**Stored records**.
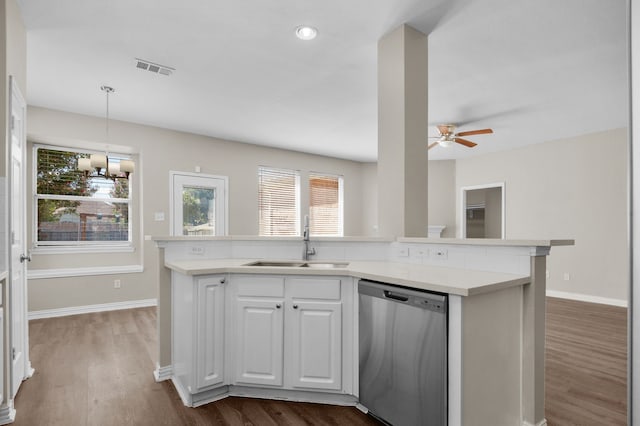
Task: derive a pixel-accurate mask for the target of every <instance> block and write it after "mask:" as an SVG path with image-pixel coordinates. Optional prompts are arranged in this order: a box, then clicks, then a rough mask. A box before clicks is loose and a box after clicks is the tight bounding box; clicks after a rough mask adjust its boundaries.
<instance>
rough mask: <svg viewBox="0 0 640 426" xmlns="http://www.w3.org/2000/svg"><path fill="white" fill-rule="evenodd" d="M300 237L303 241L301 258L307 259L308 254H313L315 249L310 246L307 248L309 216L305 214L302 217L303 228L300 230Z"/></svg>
mask: <svg viewBox="0 0 640 426" xmlns="http://www.w3.org/2000/svg"><path fill="white" fill-rule="evenodd" d="M302 239H303V241H304V246H303V247H302V260H309V256H313V255H315V254H316V249H315V248H313V247H311V248H309V216H308V215H305V217H304V230H303V231H302Z"/></svg>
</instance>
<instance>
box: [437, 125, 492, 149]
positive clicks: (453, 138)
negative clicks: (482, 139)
mask: <svg viewBox="0 0 640 426" xmlns="http://www.w3.org/2000/svg"><path fill="white" fill-rule="evenodd" d="M436 127H437V128H438V132H439V133H440V136H434V137H433V138H435V139H438V140H437V141H436V142H433V143H431V144H429V147H428V148H427V149H431V148H434V147H436V146H438V145H439V146H441V147H443V148H447V147H450V146H451V145H452V144H453V143H454V142H455V143H459V144H460V145H464V146H466V147H468V148H473V147H474V146H476V145H478V144H477V143H475V142H471V141H470V140H467V139H462V138H461V137H459V136H471V135H485V134H488V133H493V130H491V129H478V130H467V131H465V132H459V133H455V131H456V125H455V124H439V125H437V126H436Z"/></svg>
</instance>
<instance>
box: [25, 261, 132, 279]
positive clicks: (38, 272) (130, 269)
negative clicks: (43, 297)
mask: <svg viewBox="0 0 640 426" xmlns="http://www.w3.org/2000/svg"><path fill="white" fill-rule="evenodd" d="M141 272H144V266H142V265H120V266H99V267H96V266H93V267H89V268H55V269H29V270H28V271H27V279H29V280H41V279H44V278H67V277H87V276H93V275H114V274H138V273H141Z"/></svg>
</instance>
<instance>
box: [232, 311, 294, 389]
mask: <svg viewBox="0 0 640 426" xmlns="http://www.w3.org/2000/svg"><path fill="white" fill-rule="evenodd" d="M282 311H283V301H282V300H281V299H280V300H275V299H243V298H239V299H238V300H237V303H236V327H237V329H236V336H235V339H236V357H235V362H236V380H235V381H236V383H238V384H253V385H271V386H282V363H283V359H282V351H283V320H284V316H283V314H282Z"/></svg>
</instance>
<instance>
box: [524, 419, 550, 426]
mask: <svg viewBox="0 0 640 426" xmlns="http://www.w3.org/2000/svg"><path fill="white" fill-rule="evenodd" d="M522 426H547V419H542V420H540V421H539V422H538V423H536V424H535V425H534V424H533V423H529V422H522Z"/></svg>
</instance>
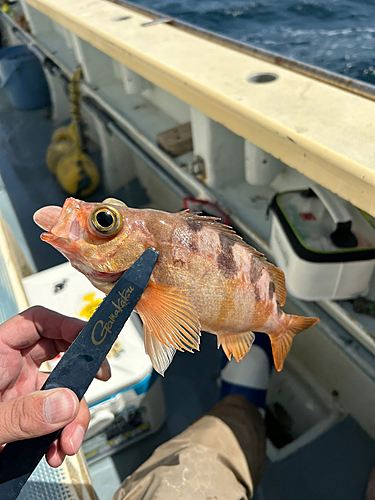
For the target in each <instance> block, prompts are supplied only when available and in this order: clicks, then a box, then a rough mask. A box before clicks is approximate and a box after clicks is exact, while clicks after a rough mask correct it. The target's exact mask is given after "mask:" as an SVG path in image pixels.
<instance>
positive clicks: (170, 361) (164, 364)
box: [143, 325, 176, 376]
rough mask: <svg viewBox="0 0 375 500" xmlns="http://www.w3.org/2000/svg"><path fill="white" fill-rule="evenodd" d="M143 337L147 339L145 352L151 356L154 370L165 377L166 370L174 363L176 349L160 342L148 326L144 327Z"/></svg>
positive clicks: (144, 325)
mask: <svg viewBox="0 0 375 500" xmlns="http://www.w3.org/2000/svg"><path fill="white" fill-rule="evenodd" d="M143 335H144V339H145V351H146V354H148V355H149V356H150V360H151V363H152V366H153V367H154V370H155V371H157V372H158V373H160V375H162V376H164V373H165V370H166V369H167V368H168V366H169V365H170V364H171V362H172V359H173V356H174V355H175V353H176V349H175V348H174V347H167V346H166V345H164V344H163V342H159V340H157V338H156V337H154V335H153V334H152V333H151V331H150V330H149V329H148V328H147V326H146V325H144V326H143Z"/></svg>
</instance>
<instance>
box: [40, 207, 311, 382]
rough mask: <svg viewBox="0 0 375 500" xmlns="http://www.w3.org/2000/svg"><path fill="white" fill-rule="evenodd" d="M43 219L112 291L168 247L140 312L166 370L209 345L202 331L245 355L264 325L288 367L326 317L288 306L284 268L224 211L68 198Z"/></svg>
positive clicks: (73, 262)
mask: <svg viewBox="0 0 375 500" xmlns="http://www.w3.org/2000/svg"><path fill="white" fill-rule="evenodd" d="M34 221H35V223H36V224H38V225H39V226H40V227H41V228H42V229H43V230H44V231H46V232H44V233H42V234H41V239H42V240H43V241H45V242H47V243H49V244H50V245H52V246H53V247H54V248H56V249H57V250H58V251H60V252H61V253H62V254H63V255H64V256H65V257H66V258H67V259H68V260H69V261H70V263H71V265H72V266H73V267H74V268H75V269H77V270H78V271H80V272H81V273H83V274H84V275H85V276H86V277H87V278H88V279H89V280H90V282H91V283H92V284H93V285H94V286H95V287H96V288H98V289H99V290H101V291H102V292H104V293H106V294H108V293H109V292H110V290H111V289H112V288H113V286H114V284H115V283H116V281H117V280H118V279H119V278H120V276H121V275H122V274H123V273H124V272H125V271H126V270H127V269H128V268H129V267H130V266H131V265H132V264H133V263H134V262H135V260H136V259H137V258H138V257H140V255H141V254H142V253H143V252H144V251H145V250H146V249H147V248H149V247H152V248H155V249H156V250H158V252H159V258H158V261H157V263H156V265H155V268H154V271H153V273H152V275H151V278H150V280H149V283H148V285H147V287H146V289H145V291H144V293H143V295H142V297H141V299H140V300H139V302H138V304H137V306H136V311H137V313H138V314H139V316H140V318H141V320H142V323H143V332H144V343H145V351H146V353H147V354H148V355H149V357H150V360H151V363H152V365H153V367H154V369H155V370H156V371H157V372H158V373H160V374H162V375H164V373H165V371H166V369H167V368H168V366H169V365H170V363H171V361H172V359H173V356H174V355H175V353H176V351H189V352H193V351H194V350H199V345H200V337H201V331H205V332H208V333H212V334H214V335H216V336H217V344H218V348H219V347H220V346H221V347H222V349H223V351H224V352H225V354H226V356H227V357H228V359H231V357H232V355H233V356H234V358H235V359H236V360H237V361H240V360H241V359H242V358H243V357H244V356H245V355H246V354H247V352H248V351H249V349H250V347H251V345H252V343H253V341H254V338H255V335H254V332H264V333H266V334H268V336H269V338H270V340H271V347H272V353H273V359H274V364H275V367H276V369H277V370H278V371H280V370H281V369H282V367H283V364H284V360H285V357H286V355H287V354H288V352H289V350H290V347H291V344H292V341H293V338H294V337H295V335H297V334H298V333H299V332H301V331H303V330H306V329H308V328H310V327H311V326H313V325H315V324H316V323H317V321H318V318H309V317H301V316H294V315H289V314H286V313H284V312H283V310H282V309H281V307H282V306H283V305H284V303H285V300H286V294H287V292H286V287H285V276H284V273H283V272H282V271H281V270H280V269H279V268H277V267H275V266H274V265H273V264H271V263H270V262H268V261H267V260H266V258H265V257H264V255H263V254H261V253H260V252H258V251H257V250H255V249H254V248H253V247H251V246H250V245H248V244H247V243H246V242H245V241H244V240H243V239H242V238H241V237H240V236H239V235H237V234H236V233H235V231H234V230H233V229H232V228H231V227H230V226H227V225H224V224H222V223H220V222H218V219H217V218H215V217H206V216H201V215H199V214H197V213H191V212H189V211H182V212H177V213H169V212H164V211H160V210H154V209H135V208H130V207H128V206H127V205H126V204H125V203H124V202H122V201H120V200H116V199H114V198H107V199H106V200H104V201H103V202H102V203H88V202H85V201H81V200H77V199H75V198H67V199H66V201H65V203H64V205H63V207H62V208H61V207H57V206H48V207H43V208H41V209H40V210H38V211H37V212H36V213H35V214H34Z"/></svg>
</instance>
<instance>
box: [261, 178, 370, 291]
mask: <svg viewBox="0 0 375 500" xmlns="http://www.w3.org/2000/svg"><path fill="white" fill-rule="evenodd" d="M313 190H314V192H315V193H317V194H318V196H316V195H314V193H313V195H312V196H311V195H308V194H307V195H306V196H305V197H303V195H304V193H305V192H304V191H289V192H285V193H280V194H279V195H276V197H275V198H274V200H273V202H272V204H271V210H272V226H271V238H270V245H271V249H272V253H273V255H274V258H275V261H276V264H277V265H278V266H279V267H280V268H281V269H282V270H283V271H284V273H285V277H286V284H287V288H288V291H289V292H290V293H291V294H292V295H294V296H295V297H297V298H299V299H303V300H327V299H328V300H329V299H333V300H343V299H351V298H354V297H357V296H359V295H365V294H366V293H367V292H368V290H369V283H370V279H371V275H372V273H373V270H374V266H375V231H374V228H373V227H372V225H371V224H370V223H369V222H368V221H367V220H366V218H365V217H364V215H363V214H362V213H361V212H360V211H359V210H358V209H357V208H355V207H353V206H350V205H349V204H345V205H341V202H342V200H337V198H338V197H336V196H335V195H333V194H332V193H326V190H323V189H322V188H321V187H317V186H315V187H314V188H313ZM306 192H307V191H306ZM332 235H333V236H332ZM347 235H348V238H347ZM335 236H336V237H335ZM351 238H354V240H351ZM346 240H348V241H346ZM337 244H338V245H339V246H337ZM342 245H343V246H342Z"/></svg>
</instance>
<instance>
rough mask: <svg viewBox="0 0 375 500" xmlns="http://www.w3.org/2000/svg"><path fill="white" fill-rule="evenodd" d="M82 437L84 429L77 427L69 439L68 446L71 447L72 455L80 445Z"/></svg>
mask: <svg viewBox="0 0 375 500" xmlns="http://www.w3.org/2000/svg"><path fill="white" fill-rule="evenodd" d="M84 435H85V429H84V428H83V427H81V426H80V425H79V426H78V427H77V428H76V429H75V431H74V432H73V434H72V437H71V438H70V444H71V446H72V452H73V454H74V455H75V454H76V453H77V452H78V450H79V448H80V446H81V444H82V441H83V436H84Z"/></svg>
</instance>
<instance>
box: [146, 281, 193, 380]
mask: <svg viewBox="0 0 375 500" xmlns="http://www.w3.org/2000/svg"><path fill="white" fill-rule="evenodd" d="M136 309H137V312H138V314H139V316H140V317H141V320H142V322H143V330H144V336H145V348H146V353H147V354H148V355H149V356H150V358H151V362H152V365H153V366H154V368H155V370H156V371H158V373H161V371H163V373H164V371H165V370H166V369H167V368H168V366H169V364H170V363H171V361H172V358H173V355H174V353H175V351H176V350H178V351H189V352H193V349H195V350H197V351H198V350H199V343H200V330H201V325H200V322H199V319H198V317H197V315H196V312H195V311H194V309H193V306H192V305H191V303H190V301H189V299H188V296H187V294H186V292H185V291H183V290H180V289H178V288H175V287H172V286H169V285H161V284H155V283H149V285H148V286H147V288H146V290H145V291H144V293H143V295H142V297H141V299H140V300H139V301H138V304H137V307H136ZM172 349H173V354H172Z"/></svg>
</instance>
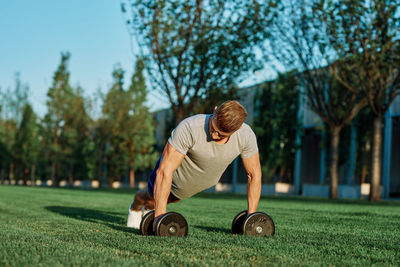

**PROBLEM STATEMENT**.
Report every line of the records above that contains the string "positive".

**RESPONSE AREA**.
positive clicks: (453, 138)
positive clicks: (38, 272) (130, 269)
positive clicks: (170, 361) (164, 364)
positive clicks: (144, 325)
positive clicks: (73, 262)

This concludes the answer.